> DIRECTIVES
1. In the fit_kmeans documentation, which column holds the clusters sorted by the first principal component of the scaled variables?
2. Copy the part of the fit_kmeans documentation starting with "args_kmeans: additional arguments" and going on through "as discrete variables.".

> SELECTED PASSAGE
━━━━
Run (scaled) k-means on a dataset. — fit

Observations are scale()-ed before clustering.

Usage

fit_kmeans(data, k, vars, args_kmeans = list())

Arguments

data: a dataframe
k: number of clusters to create
vars: variable selection for clustering. Select multiple variables with c(), e.g., c(x, y). The selection supports tidyselect semantics tidyselect::select_helpers, e.g., c(x, starts_with("mean_").
args_kmeans: additional arguments passed to stats::kmeans().

Value

the original data but augmented with additional columns for clustering details. including .kmeans_cluster (cluster number of each observation, as a factor) and .kmeans_k (selected number of clusters).

Cluster-level information is also included. For example, suppose that we cluster using the variable x. Then the output will have a column .kmeans_x giving the cluster mean for x and .kmeans_rank_x giving the cluster labels reordered using the cluster means for x. The column .kmeans_sort contains the cluster sorted using the first principal component of the scaled variables. All columns of cluster indices are a factor() so that they can be plotted as discrete variables.

Details

Note that each variable is scaled() before clustering and then cluster means are unscaled to match the original data scale.

This function provides the original kmeans labels as .kmeans_cluster but other alternative labeling based on different sortings of the data. These are provided in order to deal with label-swapping in Bayesian models. See bootstrapping example below.

Examples

data_kmeans <- fit_kmeans(mtcars, 3, c(mpg, wt, hp))

library(ggplot2)
ggplot(data_kmeans) +
  aes(x = wt, y = mpg) +
  geom_point(aes(color = .kmeans_cluster))


ggplot(data_kmeans) +
  aes(x = wt, y = mpg) +
  geom_point(aes(color = .kmeans_rank_wt))


# Example of label swapping
set.seed(123)
data_boots <- lapply(
  1:10,
  function(x) {
    rows <- sample(seq_len(nrow(mtcars)), replace = TRUE)
    data <- mtcars[rows, ]
    data$.bootstrap <- x
    data
  }
) |>
  lapply(fit_kmeans, k = 3, c(mpg, wt, hp)) |>
  dplyr::bind_rows() |>
  dplyr::select(.bootstrap, dplyr::starts_with(".kmeans_")) |>
  dplyr::distinct()

# Clusters start off in random locations and move to center, so the labels
# differ between model runs and across bootstraps.
ggplot(data_boots) +
  aes(x = .kmeans_wt, y = .kmeans_mpg) +
  geom_point(aes(color = .kmeans_cluster)) +
  labs(title = "k-means centers on 10 bootstraps")


# Labels sorted using first principal component
# so the labels are more consistent.
ggplot(data_boots) +
  aes(x = .kmeans_wt, y = .kmeans_mpg) +
  geom_point(aes(color = .kmeans_sort)) +
  labs(title = "k-means centers on 10 bootstraps")
━━━━
> DATASET EXCERPT
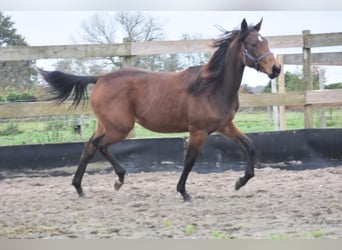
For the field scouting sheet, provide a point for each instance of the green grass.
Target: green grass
━━━━
> FINAL RESULTS
1. .kmeans_sort

2.
args_kmeans: additional arguments passed to stats::kmeans().

Value

the original data but augmented with additional columns for clustering details. including .kmeans_cluster (cluster number of each observation, as a factor) and .kmeans_k (selected number of clusters).

Cluster-level information is also included. For example, suppose that we cluster using the variable x. Then the output will have a column .kmeans_x giving the cluster mean for x and .kmeans_rank_x giving the cluster labels reordered using the cluster means for x. The column .kmeans_sort contains the cluster sorted using the first principal component of the scaled variables. All columns of cluster indices are a factor() so that they can be plotted as discrete variables.